• Problem statement
Scan the listing below. Copy each line that contains "house".

• Record excerpts
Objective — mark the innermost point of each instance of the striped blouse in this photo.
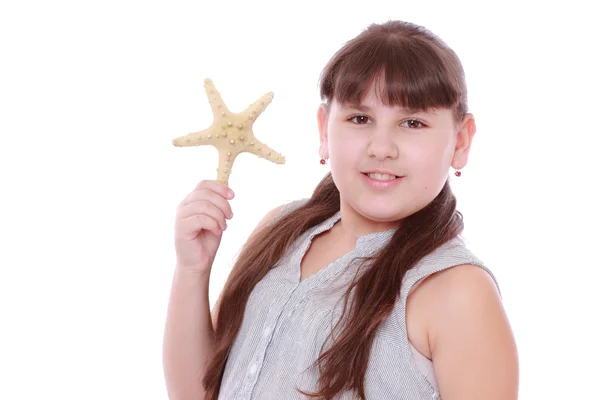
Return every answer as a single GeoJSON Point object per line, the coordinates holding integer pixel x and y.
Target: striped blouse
{"type": "Point", "coordinates": [287, 321]}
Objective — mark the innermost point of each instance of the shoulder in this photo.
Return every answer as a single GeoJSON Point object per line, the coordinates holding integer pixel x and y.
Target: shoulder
{"type": "Point", "coordinates": [472, 344]}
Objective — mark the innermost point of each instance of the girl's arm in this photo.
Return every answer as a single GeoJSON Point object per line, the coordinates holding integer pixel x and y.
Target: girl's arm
{"type": "Point", "coordinates": [188, 337]}
{"type": "Point", "coordinates": [188, 341]}
{"type": "Point", "coordinates": [473, 349]}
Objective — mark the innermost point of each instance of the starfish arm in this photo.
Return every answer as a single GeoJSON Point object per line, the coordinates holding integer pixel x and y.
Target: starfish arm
{"type": "Point", "coordinates": [200, 138]}
{"type": "Point", "coordinates": [255, 109]}
{"type": "Point", "coordinates": [226, 159]}
{"type": "Point", "coordinates": [214, 99]}
{"type": "Point", "coordinates": [262, 150]}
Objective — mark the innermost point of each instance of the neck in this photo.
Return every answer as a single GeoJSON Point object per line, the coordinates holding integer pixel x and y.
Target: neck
{"type": "Point", "coordinates": [353, 225]}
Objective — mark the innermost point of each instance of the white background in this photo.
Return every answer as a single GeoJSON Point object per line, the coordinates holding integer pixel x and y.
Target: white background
{"type": "Point", "coordinates": [92, 93]}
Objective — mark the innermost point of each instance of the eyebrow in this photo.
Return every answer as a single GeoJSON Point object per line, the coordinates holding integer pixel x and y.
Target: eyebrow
{"type": "Point", "coordinates": [365, 108]}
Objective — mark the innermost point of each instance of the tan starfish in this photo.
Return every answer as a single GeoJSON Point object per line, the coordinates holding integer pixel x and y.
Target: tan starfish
{"type": "Point", "coordinates": [231, 133]}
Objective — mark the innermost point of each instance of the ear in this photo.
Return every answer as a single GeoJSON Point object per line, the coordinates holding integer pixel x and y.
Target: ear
{"type": "Point", "coordinates": [322, 119]}
{"type": "Point", "coordinates": [464, 138]}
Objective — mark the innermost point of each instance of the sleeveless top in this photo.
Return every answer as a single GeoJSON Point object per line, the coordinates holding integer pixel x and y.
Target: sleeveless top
{"type": "Point", "coordinates": [286, 322]}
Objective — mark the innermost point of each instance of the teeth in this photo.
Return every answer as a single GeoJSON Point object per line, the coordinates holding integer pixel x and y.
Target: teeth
{"type": "Point", "coordinates": [382, 177]}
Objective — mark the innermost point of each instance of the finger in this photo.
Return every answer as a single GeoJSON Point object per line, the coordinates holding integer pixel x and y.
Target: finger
{"type": "Point", "coordinates": [204, 207]}
{"type": "Point", "coordinates": [212, 197]}
{"type": "Point", "coordinates": [195, 223]}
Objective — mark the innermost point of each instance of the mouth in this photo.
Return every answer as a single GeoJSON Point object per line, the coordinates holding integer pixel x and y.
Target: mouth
{"type": "Point", "coordinates": [381, 176]}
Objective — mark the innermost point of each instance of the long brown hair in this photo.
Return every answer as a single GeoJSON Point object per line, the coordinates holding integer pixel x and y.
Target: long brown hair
{"type": "Point", "coordinates": [420, 72]}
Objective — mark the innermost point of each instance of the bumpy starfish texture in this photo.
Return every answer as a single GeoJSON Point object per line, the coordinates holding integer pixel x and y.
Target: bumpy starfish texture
{"type": "Point", "coordinates": [231, 133]}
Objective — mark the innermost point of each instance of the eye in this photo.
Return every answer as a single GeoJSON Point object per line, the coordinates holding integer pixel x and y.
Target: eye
{"type": "Point", "coordinates": [362, 119]}
{"type": "Point", "coordinates": [414, 121]}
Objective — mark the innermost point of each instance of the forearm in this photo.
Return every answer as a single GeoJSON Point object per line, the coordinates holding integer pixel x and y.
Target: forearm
{"type": "Point", "coordinates": [188, 336]}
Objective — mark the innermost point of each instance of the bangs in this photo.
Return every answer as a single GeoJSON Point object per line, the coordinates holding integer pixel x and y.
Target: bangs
{"type": "Point", "coordinates": [404, 72]}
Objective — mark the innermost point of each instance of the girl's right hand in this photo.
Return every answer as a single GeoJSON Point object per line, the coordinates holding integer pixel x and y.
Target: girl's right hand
{"type": "Point", "coordinates": [199, 224]}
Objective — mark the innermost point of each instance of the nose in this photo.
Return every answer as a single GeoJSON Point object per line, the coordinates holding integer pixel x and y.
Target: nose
{"type": "Point", "coordinates": [382, 145]}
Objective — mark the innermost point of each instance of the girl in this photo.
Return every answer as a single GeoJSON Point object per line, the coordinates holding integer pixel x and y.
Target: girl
{"type": "Point", "coordinates": [364, 290]}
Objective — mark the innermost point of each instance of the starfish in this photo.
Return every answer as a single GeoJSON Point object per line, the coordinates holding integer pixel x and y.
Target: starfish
{"type": "Point", "coordinates": [231, 133]}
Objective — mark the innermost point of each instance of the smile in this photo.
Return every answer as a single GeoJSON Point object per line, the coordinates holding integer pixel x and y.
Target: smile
{"type": "Point", "coordinates": [381, 181]}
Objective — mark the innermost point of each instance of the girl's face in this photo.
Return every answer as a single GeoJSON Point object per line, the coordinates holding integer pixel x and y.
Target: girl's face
{"type": "Point", "coordinates": [417, 147]}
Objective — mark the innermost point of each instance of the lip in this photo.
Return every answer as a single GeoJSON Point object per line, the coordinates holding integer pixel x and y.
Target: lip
{"type": "Point", "coordinates": [380, 171]}
{"type": "Point", "coordinates": [381, 185]}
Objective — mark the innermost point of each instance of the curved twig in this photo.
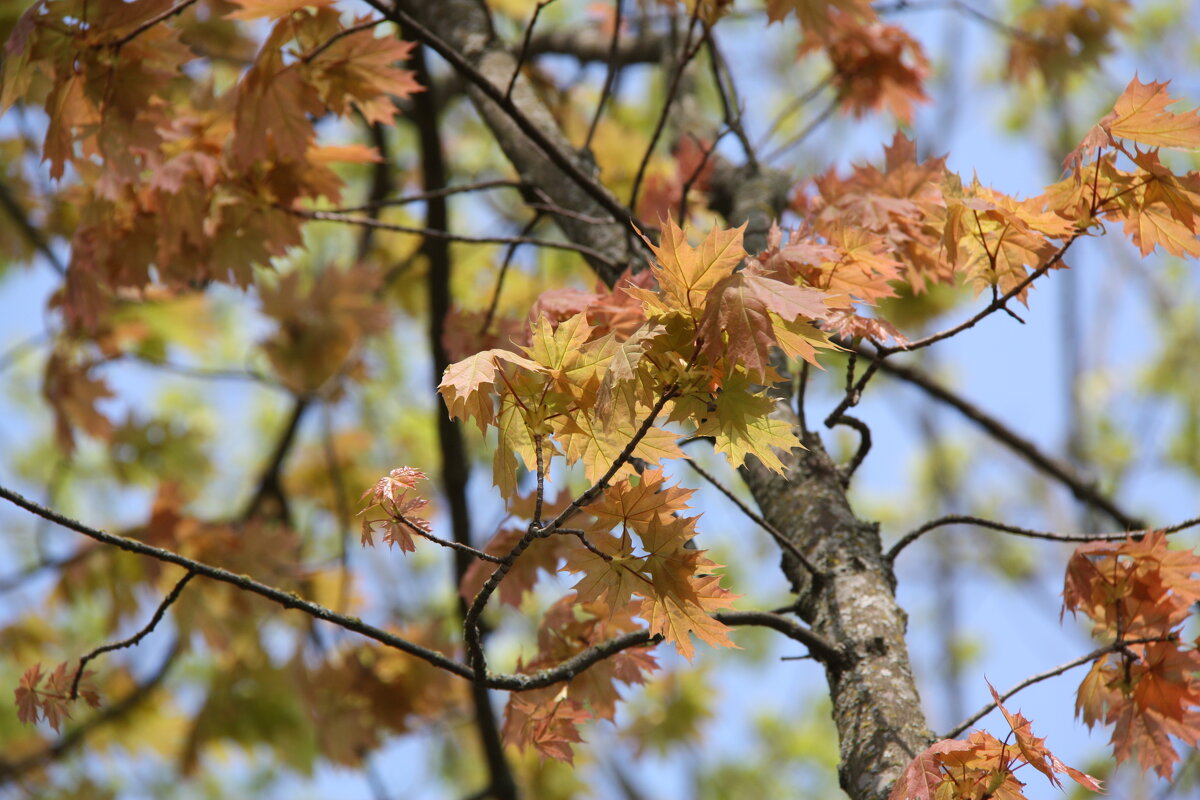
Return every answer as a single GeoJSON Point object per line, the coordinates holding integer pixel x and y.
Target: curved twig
{"type": "Point", "coordinates": [172, 596]}
{"type": "Point", "coordinates": [285, 599]}
{"type": "Point", "coordinates": [1029, 533]}
{"type": "Point", "coordinates": [430, 233]}
{"type": "Point", "coordinates": [1044, 675]}
{"type": "Point", "coordinates": [1083, 489]}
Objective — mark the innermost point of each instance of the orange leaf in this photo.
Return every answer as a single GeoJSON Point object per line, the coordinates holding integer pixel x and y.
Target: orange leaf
{"type": "Point", "coordinates": [1140, 115]}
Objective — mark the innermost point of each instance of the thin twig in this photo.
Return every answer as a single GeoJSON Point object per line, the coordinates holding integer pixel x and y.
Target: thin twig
{"type": "Point", "coordinates": [461, 65]}
{"type": "Point", "coordinates": [150, 23]}
{"type": "Point", "coordinates": [795, 106]}
{"type": "Point", "coordinates": [444, 542]}
{"type": "Point", "coordinates": [1079, 487]}
{"type": "Point", "coordinates": [504, 270]}
{"type": "Point", "coordinates": [111, 713]}
{"type": "Point", "coordinates": [285, 599]}
{"type": "Point", "coordinates": [525, 47]}
{"type": "Point", "coordinates": [342, 34]}
{"type": "Point", "coordinates": [432, 194]}
{"type": "Point", "coordinates": [695, 174]}
{"type": "Point", "coordinates": [990, 308]}
{"type": "Point", "coordinates": [610, 78]}
{"type": "Point", "coordinates": [29, 230]}
{"type": "Point", "coordinates": [1027, 533]}
{"type": "Point", "coordinates": [1116, 647]}
{"type": "Point", "coordinates": [474, 650]}
{"type": "Point", "coordinates": [783, 541]}
{"type": "Point", "coordinates": [172, 596]}
{"type": "Point", "coordinates": [731, 110]}
{"type": "Point", "coordinates": [331, 216]}
{"type": "Point", "coordinates": [689, 53]}
{"type": "Point", "coordinates": [816, 121]}
{"type": "Point", "coordinates": [864, 445]}
{"type": "Point", "coordinates": [270, 483]}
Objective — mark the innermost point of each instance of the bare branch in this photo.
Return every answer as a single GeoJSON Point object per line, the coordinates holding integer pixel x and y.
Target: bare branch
{"type": "Point", "coordinates": [610, 78]}
{"type": "Point", "coordinates": [432, 194]}
{"type": "Point", "coordinates": [1027, 533]}
{"type": "Point", "coordinates": [179, 7]}
{"type": "Point", "coordinates": [285, 599]}
{"type": "Point", "coordinates": [172, 596]}
{"type": "Point", "coordinates": [330, 216]}
{"type": "Point", "coordinates": [461, 65]}
{"type": "Point", "coordinates": [592, 44]}
{"type": "Point", "coordinates": [1045, 675]}
{"type": "Point", "coordinates": [990, 308]}
{"type": "Point", "coordinates": [525, 47]}
{"type": "Point", "coordinates": [1083, 489]}
{"type": "Point", "coordinates": [689, 53]}
{"type": "Point", "coordinates": [270, 485]}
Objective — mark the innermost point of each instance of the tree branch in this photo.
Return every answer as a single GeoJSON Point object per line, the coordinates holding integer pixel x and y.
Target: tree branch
{"type": "Point", "coordinates": [592, 44]}
{"type": "Point", "coordinates": [455, 464]}
{"type": "Point", "coordinates": [172, 596]}
{"type": "Point", "coordinates": [285, 599]}
{"type": "Point", "coordinates": [31, 234]}
{"type": "Point", "coordinates": [999, 304]}
{"type": "Point", "coordinates": [821, 648]}
{"type": "Point", "coordinates": [270, 485]}
{"type": "Point", "coordinates": [1083, 489]}
{"type": "Point", "coordinates": [1050, 673]}
{"type": "Point", "coordinates": [757, 519]}
{"type": "Point", "coordinates": [432, 233]}
{"type": "Point", "coordinates": [1029, 533]}
{"type": "Point", "coordinates": [76, 735]}
{"type": "Point", "coordinates": [468, 22]}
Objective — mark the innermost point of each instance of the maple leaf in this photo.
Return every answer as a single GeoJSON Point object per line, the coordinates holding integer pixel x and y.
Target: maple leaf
{"type": "Point", "coordinates": [390, 497]}
{"type": "Point", "coordinates": [467, 385]}
{"type": "Point", "coordinates": [545, 719]}
{"type": "Point", "coordinates": [923, 775]}
{"type": "Point", "coordinates": [274, 106]}
{"type": "Point", "coordinates": [598, 443]}
{"type": "Point", "coordinates": [817, 14]}
{"type": "Point", "coordinates": [28, 702]}
{"type": "Point", "coordinates": [741, 319]}
{"type": "Point", "coordinates": [1140, 115]}
{"type": "Point", "coordinates": [628, 504]}
{"type": "Point", "coordinates": [274, 8]}
{"type": "Point", "coordinates": [874, 65]}
{"type": "Point", "coordinates": [611, 573]}
{"type": "Point", "coordinates": [1163, 681]}
{"type": "Point", "coordinates": [73, 392]}
{"type": "Point", "coordinates": [359, 67]}
{"type": "Point", "coordinates": [677, 617]}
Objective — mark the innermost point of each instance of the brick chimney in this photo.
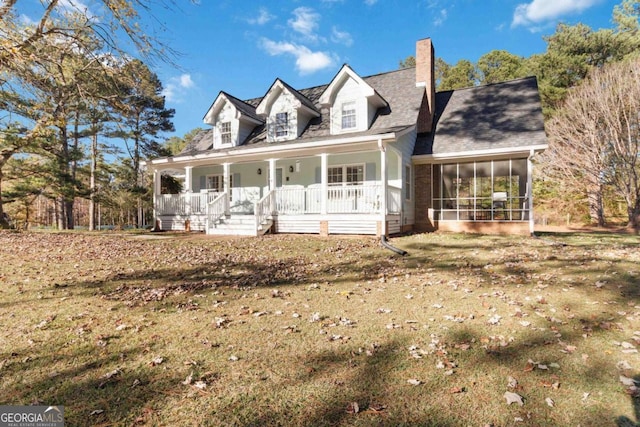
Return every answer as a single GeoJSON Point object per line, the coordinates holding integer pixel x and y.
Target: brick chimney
{"type": "Point", "coordinates": [425, 76]}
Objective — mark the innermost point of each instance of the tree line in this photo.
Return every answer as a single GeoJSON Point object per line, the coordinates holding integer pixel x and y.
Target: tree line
{"type": "Point", "coordinates": [68, 91]}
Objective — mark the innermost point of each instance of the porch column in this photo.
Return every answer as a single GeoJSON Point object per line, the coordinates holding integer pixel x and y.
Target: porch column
{"type": "Point", "coordinates": [383, 178]}
{"type": "Point", "coordinates": [272, 174]}
{"type": "Point", "coordinates": [157, 190]}
{"type": "Point", "coordinates": [530, 189]}
{"type": "Point", "coordinates": [188, 187]}
{"type": "Point", "coordinates": [226, 187]}
{"type": "Point", "coordinates": [324, 180]}
{"type": "Point", "coordinates": [188, 178]}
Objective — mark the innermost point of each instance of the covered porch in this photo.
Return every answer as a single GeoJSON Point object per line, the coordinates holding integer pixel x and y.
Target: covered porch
{"type": "Point", "coordinates": [344, 193]}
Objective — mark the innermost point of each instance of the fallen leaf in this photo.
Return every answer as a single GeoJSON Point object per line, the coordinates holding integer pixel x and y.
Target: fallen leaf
{"type": "Point", "coordinates": [188, 380]}
{"type": "Point", "coordinates": [353, 408]}
{"type": "Point", "coordinates": [513, 398]}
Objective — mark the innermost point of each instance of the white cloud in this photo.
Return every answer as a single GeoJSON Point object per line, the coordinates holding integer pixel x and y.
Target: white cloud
{"type": "Point", "coordinates": [440, 18]}
{"type": "Point", "coordinates": [175, 90]}
{"type": "Point", "coordinates": [305, 22]}
{"type": "Point", "coordinates": [341, 37]}
{"type": "Point", "coordinates": [307, 61]}
{"type": "Point", "coordinates": [263, 17]}
{"type": "Point", "coordinates": [541, 11]}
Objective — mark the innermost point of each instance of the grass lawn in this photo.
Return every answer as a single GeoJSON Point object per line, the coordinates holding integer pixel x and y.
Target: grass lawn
{"type": "Point", "coordinates": [181, 330]}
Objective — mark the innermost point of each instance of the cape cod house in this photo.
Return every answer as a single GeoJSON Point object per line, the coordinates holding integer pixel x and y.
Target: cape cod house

• Exercise answer
Objective — mark the innermost point of each instance of the cape cod house in this photo.
Target: cape cod house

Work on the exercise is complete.